▸ Source document:
####################

Context Compression Techniques (2026)

Q: What are the three families of context compression?

There are three families, and each operates differently. Summarization-based compression rewrites earlier context into a shorter version — for example, replacing 5,000 tokens of chat history with a 200-token rolling summary plus the last few verbatim turns. Semantic chunking selects rather than rewrites: it chunks the source, embeds each chunk, ranks by relevance to the current query, and passes only the top chunks, so surviving content is verbatim. Token-level compression trims: an algorithm (LLMLingua is the best-known line of work) scores tokens by predictability and drops low-information filler while keeping high-information tokens, producing output that may look ungrammatical to a human but stays readable to the target model. Each trades fidelity for tokens on a different curve, and no family dominates — well-run systems pick per material.

Q: Why compress context if models now have million-token windows?

####################

(Dataset items)
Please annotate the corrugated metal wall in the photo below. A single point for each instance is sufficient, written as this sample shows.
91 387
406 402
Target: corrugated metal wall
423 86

####################

▸ Exercise requirements:
(a) Copy the context compression page from the words "There are three" up to and including the words "pick per material.".
(b) Which line of work does the context compression page call the best-known for token-level compression?
Work only from the context compression page.

▸ Outputs in order:
(a)
There are three families, and each operates differently. Summarization-based compression rewrites earlier context into a shorter version — for example, replacing 5,000 tokens of chat history with a 200-token rolling summary plus the last few verbatim turns. Semantic chunking selects rather than rewrites: it chunks the source, embeds each chunk, ranks by relevance to the current query, and passes only the top chunks, so surviving content is verbatim. Token-level compression trims: an algorithm (LLMLingua is the best-known line of work) scores tokens by predictability and drops low-information filler while keeping high-information tokens, producing output that may look ungrammatical to a human but stays readable to the target model. Each trades fidelity for tokens on a different curve, and no family dominates — well-run systems pick per material.

(b) LLMLingua